BEGIN Material shown
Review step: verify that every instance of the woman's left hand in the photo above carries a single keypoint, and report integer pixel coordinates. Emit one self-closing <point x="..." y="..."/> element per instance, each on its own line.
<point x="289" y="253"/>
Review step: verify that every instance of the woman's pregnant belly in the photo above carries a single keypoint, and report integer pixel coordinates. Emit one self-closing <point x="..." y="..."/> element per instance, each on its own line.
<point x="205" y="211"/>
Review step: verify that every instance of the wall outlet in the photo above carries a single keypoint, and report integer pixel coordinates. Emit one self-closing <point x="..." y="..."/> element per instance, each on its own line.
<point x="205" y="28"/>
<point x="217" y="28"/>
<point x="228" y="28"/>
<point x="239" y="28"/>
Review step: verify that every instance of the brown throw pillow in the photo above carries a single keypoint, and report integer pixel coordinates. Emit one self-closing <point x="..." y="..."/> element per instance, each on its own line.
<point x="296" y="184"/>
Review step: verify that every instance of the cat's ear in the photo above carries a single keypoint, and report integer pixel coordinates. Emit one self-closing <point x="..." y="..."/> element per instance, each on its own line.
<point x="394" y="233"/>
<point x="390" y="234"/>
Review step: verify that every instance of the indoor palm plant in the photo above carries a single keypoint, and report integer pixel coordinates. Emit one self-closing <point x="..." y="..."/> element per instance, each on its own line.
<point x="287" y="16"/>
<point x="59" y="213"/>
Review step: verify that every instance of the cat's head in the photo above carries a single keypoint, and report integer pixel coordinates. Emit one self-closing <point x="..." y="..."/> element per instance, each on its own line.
END Material shown
[Problem description] Output every record without changing any wording.

[Answer]
Review step: verify that every instance of the woman's left hand in the photo above carries a single keypoint, and report integer pixel coordinates. Emit one self-closing <point x="..." y="..."/> element per instance, each on its own line.
<point x="289" y="253"/>
Review step: verify that every instance of the woman's pregnant belly in the photo above carries a single keypoint, and report integer pixel coordinates. Emit one self-closing <point x="..." y="..."/> element per instance, each on its own line.
<point x="205" y="211"/>
Review step: verify that every instance of the wall outlet in the photo above carries a single keypoint, and report integer pixel coordinates. Emit one self-closing <point x="..." y="..."/> element per instance, each on its own line.
<point x="205" y="28"/>
<point x="217" y="28"/>
<point x="228" y="28"/>
<point x="239" y="28"/>
Review step: verify that every instance of the brown throw pillow in the photo above carries a single keypoint, and report integer pixel coordinates. Emit one self-closing <point x="..." y="..."/> element per instance, each on its own line.
<point x="296" y="184"/>
Review step: verify that every instance of the cat's ear in the photo above carries a single keypoint, and report integer pixel coordinates. Emit one self-closing <point x="..." y="..."/> element per instance, each on its own line.
<point x="394" y="233"/>
<point x="390" y="234"/>
Review step: verify that every instance of the indoor palm plant in the photo above carries a single keypoint, and report integer pixel coordinates. Emit one self-closing <point x="..." y="..."/> element per instance, each on its own line.
<point x="287" y="16"/>
<point x="59" y="213"/>
Review step: verify that every instance of the cat's head in the photo above carries a single keypoint, and report integer pixel coordinates. Emit one self-closing <point x="..." y="..."/> element per instance, each on its own line.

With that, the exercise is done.